— Instructions for the task —
Once you find a line containing the word "saddle" in the entries below, copy it.

— Given information —

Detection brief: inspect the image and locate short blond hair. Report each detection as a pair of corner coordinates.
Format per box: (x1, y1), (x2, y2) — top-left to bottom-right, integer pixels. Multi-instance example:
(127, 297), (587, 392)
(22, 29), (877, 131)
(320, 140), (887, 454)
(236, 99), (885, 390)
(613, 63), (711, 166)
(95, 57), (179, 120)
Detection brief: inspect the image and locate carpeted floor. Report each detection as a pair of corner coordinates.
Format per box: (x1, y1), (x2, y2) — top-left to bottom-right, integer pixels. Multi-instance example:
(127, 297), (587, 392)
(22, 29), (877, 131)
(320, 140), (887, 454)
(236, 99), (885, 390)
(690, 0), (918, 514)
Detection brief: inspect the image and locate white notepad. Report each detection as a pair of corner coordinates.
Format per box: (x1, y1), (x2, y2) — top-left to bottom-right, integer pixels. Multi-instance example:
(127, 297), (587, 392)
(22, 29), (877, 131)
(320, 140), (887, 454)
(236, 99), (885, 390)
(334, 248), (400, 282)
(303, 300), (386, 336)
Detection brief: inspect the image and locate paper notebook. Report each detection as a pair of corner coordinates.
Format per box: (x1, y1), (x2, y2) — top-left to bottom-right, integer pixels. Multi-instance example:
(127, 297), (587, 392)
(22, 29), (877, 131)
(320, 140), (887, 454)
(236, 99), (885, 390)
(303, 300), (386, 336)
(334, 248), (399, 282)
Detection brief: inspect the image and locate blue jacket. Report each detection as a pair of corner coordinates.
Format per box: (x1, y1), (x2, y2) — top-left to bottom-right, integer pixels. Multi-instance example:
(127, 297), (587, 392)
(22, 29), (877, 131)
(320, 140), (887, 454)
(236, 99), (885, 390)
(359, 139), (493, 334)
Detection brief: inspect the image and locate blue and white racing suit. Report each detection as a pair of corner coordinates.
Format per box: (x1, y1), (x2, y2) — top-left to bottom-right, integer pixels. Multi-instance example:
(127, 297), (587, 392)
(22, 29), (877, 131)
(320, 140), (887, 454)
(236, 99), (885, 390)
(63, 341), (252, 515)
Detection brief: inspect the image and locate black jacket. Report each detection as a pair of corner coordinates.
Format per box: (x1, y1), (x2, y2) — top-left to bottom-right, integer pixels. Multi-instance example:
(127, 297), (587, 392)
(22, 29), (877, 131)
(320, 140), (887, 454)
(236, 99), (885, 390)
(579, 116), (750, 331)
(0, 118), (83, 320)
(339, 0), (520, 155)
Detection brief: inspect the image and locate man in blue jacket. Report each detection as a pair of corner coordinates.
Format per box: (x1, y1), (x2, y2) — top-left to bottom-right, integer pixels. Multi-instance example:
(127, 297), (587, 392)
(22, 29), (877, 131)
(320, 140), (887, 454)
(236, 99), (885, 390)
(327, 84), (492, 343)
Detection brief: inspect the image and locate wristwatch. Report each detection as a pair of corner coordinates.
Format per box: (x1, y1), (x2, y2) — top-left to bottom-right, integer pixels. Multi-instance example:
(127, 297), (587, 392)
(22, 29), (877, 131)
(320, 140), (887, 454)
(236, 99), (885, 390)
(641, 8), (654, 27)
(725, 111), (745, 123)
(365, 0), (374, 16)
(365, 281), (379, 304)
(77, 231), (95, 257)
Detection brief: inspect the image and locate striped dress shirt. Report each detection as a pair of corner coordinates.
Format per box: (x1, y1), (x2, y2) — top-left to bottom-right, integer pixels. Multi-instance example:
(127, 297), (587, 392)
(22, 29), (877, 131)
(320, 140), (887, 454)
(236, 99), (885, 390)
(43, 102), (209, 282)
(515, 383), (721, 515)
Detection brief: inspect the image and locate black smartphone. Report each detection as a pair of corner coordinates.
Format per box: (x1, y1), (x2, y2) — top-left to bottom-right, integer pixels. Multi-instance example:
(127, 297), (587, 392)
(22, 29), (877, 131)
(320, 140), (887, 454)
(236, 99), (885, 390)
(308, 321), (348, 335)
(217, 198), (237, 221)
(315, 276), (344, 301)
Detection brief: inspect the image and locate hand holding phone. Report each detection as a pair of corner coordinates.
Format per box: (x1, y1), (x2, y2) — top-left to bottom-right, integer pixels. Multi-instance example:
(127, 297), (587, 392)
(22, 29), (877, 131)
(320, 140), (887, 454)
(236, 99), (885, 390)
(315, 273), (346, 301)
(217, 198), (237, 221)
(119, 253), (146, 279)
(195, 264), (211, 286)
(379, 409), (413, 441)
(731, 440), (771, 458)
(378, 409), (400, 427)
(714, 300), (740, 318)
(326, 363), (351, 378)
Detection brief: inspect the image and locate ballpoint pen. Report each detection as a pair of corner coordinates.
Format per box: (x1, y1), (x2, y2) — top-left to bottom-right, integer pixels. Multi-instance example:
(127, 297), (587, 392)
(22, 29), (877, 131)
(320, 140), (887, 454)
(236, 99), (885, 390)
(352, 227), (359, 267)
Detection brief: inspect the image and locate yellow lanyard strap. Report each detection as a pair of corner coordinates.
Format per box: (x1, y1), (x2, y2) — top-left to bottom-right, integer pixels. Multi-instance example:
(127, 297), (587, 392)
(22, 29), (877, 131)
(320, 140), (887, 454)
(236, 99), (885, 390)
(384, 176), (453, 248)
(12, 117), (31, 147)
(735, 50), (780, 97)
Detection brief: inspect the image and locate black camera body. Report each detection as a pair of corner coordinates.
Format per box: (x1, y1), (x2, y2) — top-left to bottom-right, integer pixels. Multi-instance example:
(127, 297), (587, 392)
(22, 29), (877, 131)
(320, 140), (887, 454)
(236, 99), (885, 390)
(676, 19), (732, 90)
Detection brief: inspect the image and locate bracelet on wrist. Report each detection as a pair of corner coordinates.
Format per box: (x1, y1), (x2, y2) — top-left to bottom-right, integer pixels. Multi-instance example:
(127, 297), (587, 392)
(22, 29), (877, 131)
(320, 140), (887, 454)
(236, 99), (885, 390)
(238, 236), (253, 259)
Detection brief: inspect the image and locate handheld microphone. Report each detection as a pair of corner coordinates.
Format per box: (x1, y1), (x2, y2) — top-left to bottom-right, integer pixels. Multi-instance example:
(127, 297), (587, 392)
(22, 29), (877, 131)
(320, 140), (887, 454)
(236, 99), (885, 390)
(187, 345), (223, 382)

--

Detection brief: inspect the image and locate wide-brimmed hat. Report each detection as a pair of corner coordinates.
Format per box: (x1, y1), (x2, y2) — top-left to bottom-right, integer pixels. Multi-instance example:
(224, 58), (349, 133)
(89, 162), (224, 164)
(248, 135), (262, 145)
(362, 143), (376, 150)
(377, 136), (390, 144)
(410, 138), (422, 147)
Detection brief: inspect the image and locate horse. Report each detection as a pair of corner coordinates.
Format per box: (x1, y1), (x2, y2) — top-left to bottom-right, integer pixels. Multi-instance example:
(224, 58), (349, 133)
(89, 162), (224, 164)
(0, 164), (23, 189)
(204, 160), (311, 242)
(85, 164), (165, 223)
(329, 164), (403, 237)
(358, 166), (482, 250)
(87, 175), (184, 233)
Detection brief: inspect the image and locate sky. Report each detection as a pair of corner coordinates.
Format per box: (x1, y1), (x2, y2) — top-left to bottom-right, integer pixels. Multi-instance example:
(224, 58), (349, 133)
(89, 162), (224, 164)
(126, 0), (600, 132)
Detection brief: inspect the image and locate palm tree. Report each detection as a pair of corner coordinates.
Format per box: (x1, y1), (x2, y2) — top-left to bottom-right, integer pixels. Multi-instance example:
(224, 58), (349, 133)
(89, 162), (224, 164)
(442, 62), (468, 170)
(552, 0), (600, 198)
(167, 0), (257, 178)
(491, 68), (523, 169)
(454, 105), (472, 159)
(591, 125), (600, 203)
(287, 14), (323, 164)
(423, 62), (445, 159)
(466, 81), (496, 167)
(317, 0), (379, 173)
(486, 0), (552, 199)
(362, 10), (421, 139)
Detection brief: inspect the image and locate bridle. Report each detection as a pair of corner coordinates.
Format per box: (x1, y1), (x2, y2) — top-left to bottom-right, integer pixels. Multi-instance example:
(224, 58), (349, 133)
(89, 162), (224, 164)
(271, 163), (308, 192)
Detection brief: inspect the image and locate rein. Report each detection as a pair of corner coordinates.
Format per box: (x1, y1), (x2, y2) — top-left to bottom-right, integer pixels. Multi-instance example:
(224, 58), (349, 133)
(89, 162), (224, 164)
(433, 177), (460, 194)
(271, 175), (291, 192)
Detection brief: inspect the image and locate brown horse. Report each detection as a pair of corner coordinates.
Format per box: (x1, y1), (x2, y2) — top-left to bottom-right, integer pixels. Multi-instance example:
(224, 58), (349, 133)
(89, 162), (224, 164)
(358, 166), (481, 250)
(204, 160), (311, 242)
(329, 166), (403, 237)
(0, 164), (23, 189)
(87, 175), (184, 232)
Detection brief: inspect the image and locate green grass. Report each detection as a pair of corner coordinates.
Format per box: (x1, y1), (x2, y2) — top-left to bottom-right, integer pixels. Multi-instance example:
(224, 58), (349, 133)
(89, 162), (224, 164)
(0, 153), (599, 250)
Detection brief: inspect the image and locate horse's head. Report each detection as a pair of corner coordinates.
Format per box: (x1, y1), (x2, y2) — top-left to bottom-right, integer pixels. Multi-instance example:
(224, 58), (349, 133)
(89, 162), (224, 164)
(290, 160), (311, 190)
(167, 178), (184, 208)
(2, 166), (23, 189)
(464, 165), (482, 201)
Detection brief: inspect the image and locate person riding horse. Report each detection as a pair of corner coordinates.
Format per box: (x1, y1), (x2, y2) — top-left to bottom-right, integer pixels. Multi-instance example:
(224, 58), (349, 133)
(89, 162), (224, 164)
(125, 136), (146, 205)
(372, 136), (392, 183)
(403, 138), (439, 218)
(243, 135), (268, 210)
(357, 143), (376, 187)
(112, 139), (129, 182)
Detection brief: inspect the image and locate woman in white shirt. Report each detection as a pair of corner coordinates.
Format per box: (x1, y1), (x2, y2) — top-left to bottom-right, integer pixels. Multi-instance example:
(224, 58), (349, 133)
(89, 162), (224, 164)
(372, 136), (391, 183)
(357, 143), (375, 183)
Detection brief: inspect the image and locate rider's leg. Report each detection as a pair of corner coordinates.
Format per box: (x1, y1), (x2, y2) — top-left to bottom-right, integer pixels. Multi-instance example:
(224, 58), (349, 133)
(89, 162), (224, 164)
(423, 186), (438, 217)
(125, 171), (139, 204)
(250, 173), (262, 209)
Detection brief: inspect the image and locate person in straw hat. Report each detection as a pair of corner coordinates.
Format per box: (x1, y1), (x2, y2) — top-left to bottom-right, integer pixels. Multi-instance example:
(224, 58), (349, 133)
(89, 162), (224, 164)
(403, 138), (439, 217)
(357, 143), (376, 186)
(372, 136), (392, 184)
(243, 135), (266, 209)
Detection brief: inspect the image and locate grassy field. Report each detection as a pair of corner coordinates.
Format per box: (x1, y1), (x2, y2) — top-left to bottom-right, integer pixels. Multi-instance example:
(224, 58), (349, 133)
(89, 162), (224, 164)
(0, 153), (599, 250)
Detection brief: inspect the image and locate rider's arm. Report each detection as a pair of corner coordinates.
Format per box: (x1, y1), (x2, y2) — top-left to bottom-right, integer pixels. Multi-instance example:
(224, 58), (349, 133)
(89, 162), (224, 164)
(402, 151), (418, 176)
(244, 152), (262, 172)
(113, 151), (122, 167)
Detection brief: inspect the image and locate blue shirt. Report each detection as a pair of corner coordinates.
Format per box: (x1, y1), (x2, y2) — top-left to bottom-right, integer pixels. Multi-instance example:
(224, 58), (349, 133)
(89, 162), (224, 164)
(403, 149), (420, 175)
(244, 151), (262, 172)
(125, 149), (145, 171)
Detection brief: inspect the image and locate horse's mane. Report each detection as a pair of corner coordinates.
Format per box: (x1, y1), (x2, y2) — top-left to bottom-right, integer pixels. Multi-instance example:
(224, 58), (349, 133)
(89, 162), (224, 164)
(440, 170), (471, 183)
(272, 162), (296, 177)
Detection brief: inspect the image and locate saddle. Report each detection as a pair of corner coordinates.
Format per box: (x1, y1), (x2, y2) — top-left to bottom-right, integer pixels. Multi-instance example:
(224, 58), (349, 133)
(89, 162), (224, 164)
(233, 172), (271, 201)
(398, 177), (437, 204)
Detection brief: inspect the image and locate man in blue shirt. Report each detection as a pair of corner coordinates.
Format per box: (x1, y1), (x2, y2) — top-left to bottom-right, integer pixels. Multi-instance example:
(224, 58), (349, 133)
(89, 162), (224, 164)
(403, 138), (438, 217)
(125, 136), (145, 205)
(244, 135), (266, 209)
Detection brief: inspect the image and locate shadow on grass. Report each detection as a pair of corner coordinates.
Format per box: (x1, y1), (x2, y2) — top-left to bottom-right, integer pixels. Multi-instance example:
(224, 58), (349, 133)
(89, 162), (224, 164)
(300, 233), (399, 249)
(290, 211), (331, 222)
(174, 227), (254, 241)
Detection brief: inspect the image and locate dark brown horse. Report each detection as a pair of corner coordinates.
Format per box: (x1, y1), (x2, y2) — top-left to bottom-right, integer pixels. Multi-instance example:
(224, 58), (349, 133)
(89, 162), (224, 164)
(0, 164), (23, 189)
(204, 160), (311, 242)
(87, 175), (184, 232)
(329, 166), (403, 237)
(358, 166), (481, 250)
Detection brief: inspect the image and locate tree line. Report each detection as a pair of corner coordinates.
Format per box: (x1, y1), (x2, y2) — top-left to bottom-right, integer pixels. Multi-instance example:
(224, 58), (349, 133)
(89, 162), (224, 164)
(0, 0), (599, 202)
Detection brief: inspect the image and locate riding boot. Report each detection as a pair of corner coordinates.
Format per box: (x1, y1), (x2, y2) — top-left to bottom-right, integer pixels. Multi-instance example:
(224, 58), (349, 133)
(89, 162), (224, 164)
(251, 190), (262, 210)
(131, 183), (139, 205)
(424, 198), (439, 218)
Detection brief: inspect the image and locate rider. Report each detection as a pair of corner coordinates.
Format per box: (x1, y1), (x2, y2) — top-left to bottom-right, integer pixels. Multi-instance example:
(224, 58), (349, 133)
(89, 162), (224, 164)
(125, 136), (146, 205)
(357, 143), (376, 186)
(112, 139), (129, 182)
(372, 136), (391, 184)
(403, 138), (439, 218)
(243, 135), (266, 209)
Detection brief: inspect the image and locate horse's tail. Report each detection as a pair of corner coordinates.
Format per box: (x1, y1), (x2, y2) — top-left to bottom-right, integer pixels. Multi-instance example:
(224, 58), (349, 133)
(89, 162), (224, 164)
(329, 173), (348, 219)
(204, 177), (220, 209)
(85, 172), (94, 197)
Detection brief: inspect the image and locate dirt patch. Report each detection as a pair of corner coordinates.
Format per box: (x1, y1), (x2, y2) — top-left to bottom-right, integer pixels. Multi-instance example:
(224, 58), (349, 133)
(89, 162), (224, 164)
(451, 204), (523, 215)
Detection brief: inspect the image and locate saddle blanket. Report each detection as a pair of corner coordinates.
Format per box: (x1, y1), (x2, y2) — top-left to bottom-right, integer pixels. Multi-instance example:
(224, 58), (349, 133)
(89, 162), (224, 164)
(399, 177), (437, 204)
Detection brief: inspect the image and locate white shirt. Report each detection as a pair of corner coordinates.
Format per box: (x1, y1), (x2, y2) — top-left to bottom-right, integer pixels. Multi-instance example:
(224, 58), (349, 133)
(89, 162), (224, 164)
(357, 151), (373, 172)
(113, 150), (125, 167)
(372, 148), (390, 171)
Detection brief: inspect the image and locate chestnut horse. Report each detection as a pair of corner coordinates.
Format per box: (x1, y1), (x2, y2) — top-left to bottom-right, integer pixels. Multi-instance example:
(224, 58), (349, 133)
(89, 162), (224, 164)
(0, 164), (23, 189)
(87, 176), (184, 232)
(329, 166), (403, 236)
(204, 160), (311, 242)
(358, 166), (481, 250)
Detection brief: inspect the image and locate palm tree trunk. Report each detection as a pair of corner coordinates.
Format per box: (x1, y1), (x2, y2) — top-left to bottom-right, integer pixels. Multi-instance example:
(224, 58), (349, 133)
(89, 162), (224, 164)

— Written solution —
Detection brief: inspect the image and locate saddle. Report each detection as a pair of corner coordinates.
Detection brief: inspect the image and locate saddle blanket. Report each detection as a pair of corner coordinates.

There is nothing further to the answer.